Write out the rows again, replacing every "pixel coords" with "pixel coordinates" and keeping everything else unchanged. Leave the pictures out.
::::
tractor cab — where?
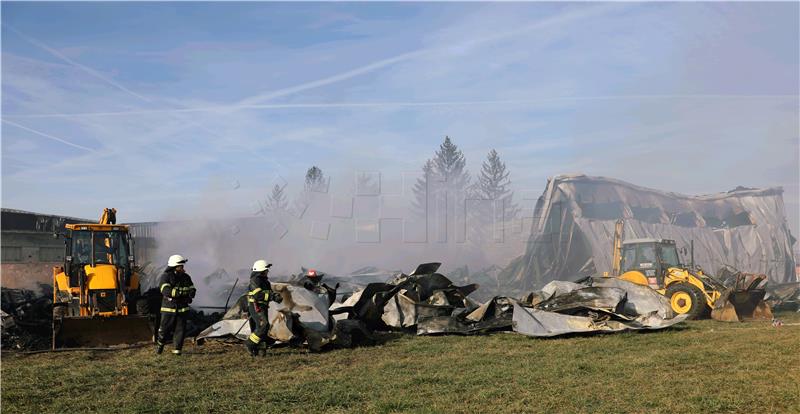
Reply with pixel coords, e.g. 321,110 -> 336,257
620,239 -> 681,289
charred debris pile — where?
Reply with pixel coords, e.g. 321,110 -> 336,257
2,263 -> 800,351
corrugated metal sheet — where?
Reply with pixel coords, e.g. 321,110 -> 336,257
501,175 -> 797,290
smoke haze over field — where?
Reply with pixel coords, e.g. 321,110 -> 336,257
::::
EXERCISE OUTPUT
tractor cab — where?
Reply with pixel coordinates, e.g. 321,110 -> 336,257
620,239 -> 681,289
charred debris pile — where?
Reply with pixel coordinates, e.g. 321,110 -> 336,257
2,263 -> 800,351
corrugated metal sheet — where?
Reply with pixel coordinates, e.g. 321,110 -> 336,257
501,175 -> 797,290
smoke haze over field — where?
Reply with pixel coordinates, e.g. 321,110 -> 336,257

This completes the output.